Oefentekst ::
====================

Een intrinsiek rechtsstatelijk probleem is dat dit register niet open staat voor burgers, rechtsbijstandsverleners, onderzoekers, Kamerleden en journalisten. Zelfs niet voor rechters! Burgers en hun rechtsbijstandsverleners kunnen dus op basis hiervan niet zelf ‘iets leren’. Zij kunnen ook niet refereren aan vergelijkbare situaties die mogelijk in het register zitten. Dit terwijl dit register een vorm van beleidsontwikkeling – in sommige kringen: moresprudentie – is.[14]
Terwijl op grond van de Algemene wet bestuursrecht beleid over hoe met wettelijke ruimte wordt omgegaan[15] – openbaar gemaakt moet worden, gaat het beleid in een maatwerkregister ondergronds. Daarmee wordt het voor iedereen oncontroleerbaar of het beleid wordt opgevolgd – of er ‘iets geleerd is’ en er ‘iets mee wordt gedaan’ of niet. Mij lijkt het dat de betrokken partijen deze informatie graag met belangstellenden willen delen en daar hebben burgers ook recht op. Onderzoekers en volksvertegenwoordigers die in het algemeen belang willen weten welke beslissingen er hoe worden genomen, welke motieven en argumenten er daarbij een rol spelen, wat het kost, en of dat efficiënt is: ze staan buiten spel.
Transparantie en verantwoording staan aan de basis van de rechtsstaat. Op grond van de Wet open overheid zou dit maatwerkregister algemeen openbaar moeten zijn. Het ‘uit eigen beweging’ actief openbaar maken is een best practice voor de overheid. De maatwerkoverleggen zijn immers, zeker als zij tot beslissingen leiden, wel intern beraad, maar de argumentaties zijn hopelijk geen persoonlijke (beleids)opvattingen, maar objectief en professioneel. Uiteraard kunnen tot burgers herleidbare passages – en deels namen van ambtenaren – worden weggelakt. Maar Nederland hebben recht op deze informatie.
[1] P. de Beer (2021) Maatwerk is geen oplossing. S&D 2021/5, 13-21.
[2] Kahneman, D. (2012) Thinking, Fast and Slow, New York: FSG 2011.
D. Kahneman et al (2021) Ruis, Waarom we zo vaak verkeerde beslissingen nemen, en hoe we dat kunnen voorkomen. Nieuw Amsterdam.

====================

Vul de tekst over het maatwerkregister aan met het stuk dat direct op de laatste regel volgt.

Datasetrecords ::

====================

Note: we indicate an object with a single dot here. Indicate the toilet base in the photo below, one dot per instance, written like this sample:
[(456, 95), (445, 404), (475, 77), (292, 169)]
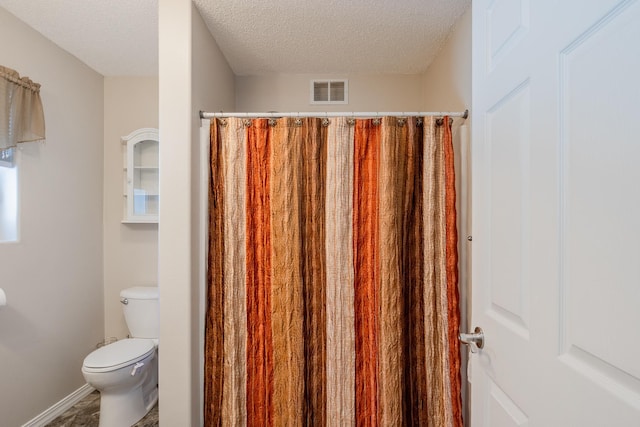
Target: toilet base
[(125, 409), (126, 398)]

====================

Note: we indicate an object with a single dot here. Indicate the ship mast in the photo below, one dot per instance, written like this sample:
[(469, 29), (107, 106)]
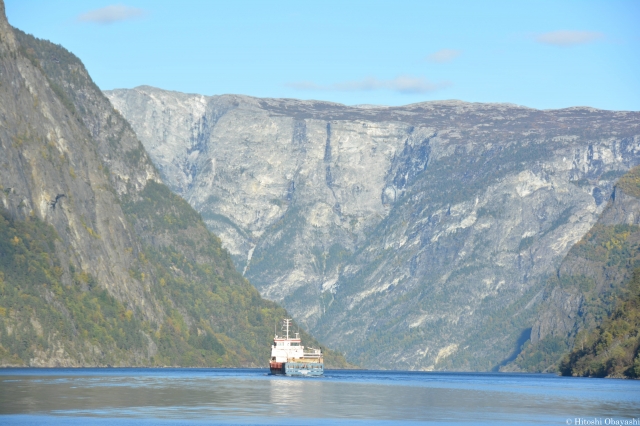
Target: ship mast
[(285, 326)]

====================

Antwoordvak ::
[3] https://www.rechtsstaat-nederland.nl/uitnodiging/
[4] L. van den (2024), ‘De toets der kritiek: over het belang van algemene rechtmatigheidscontrole door de bestuursrechter’, NTB 2024(44), p. 61-66.
[5] Consultatieversie, Wijziging van de Algemene wet bestuursrecht in verband met de versterking van de waarborgfunctie van de Algemene wet bestuursrecht (Wet versterking waarborgfunctie Awb), 2024, geraadpleegd op www.internetconsultatie.nl/waarborgfunctieawb.
[6] C. Raat (2024) Informalisme in de wet: onnodig en riskant. Recht gaat niet om schijn, maar om werkelijkheid. RdW 2024/2, p. 65-78.
[7] Zie bijvoorbeeld het themanummer Bestuurskunde 2024/4
[8] VAR 2024, Het gelijkheidsbeginsel revisited. Handreiking voor een moderne kijk op het. gelijkheidsbeginsel in de uitvoeringspraktijk. 15.
[9] Idem, p. 11.
[10] Gemeentetaal voor ‘door de vingers zien’.
[11] Idem, p. 15.
[12] Bewust kies ik voor een term die niet bestaat, maar die wel lijkt op bestaande initiatieven.
[13] https://maatwerkmultiproblematiek.nl/page/view/f38e6494-2cb5-45c1-8aee-c4b6c7729011/over-ons.
[14] Zie bijvoorbeeld H.J. Bout (2023) Moresprudentie en het leren van organisaties over morele vraagstukken, Nyenrode.
[15] Art. 1:3 lid vier Awb verstaat onder beleidsregel: een bij besluit vastgestelde algemene regel, niet zijnde een algemeen verbindend voorschrift, omtrent de afweging van belangen, de vaststelling van feiten of de uitleg van wettelijke voorschriften bij het gebruik van een bevoegdheid van een bestuursorgaan.